Rows from a dataset:
** Start **
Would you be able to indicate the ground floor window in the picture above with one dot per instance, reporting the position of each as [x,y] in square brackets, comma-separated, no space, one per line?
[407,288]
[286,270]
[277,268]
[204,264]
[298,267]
** End **
Task:
Rewrite the items above, changing "ground floor window" to "first floor window" and keeping everything else the same.

Expected answer:
Would you be able to indicate the first floor window in the picture above with one dot per instance, reporting the position of each as [x,y] in square brackets, comma-separated, no space, one per line?
[407,288]
[286,270]
[277,268]
[204,264]
[298,267]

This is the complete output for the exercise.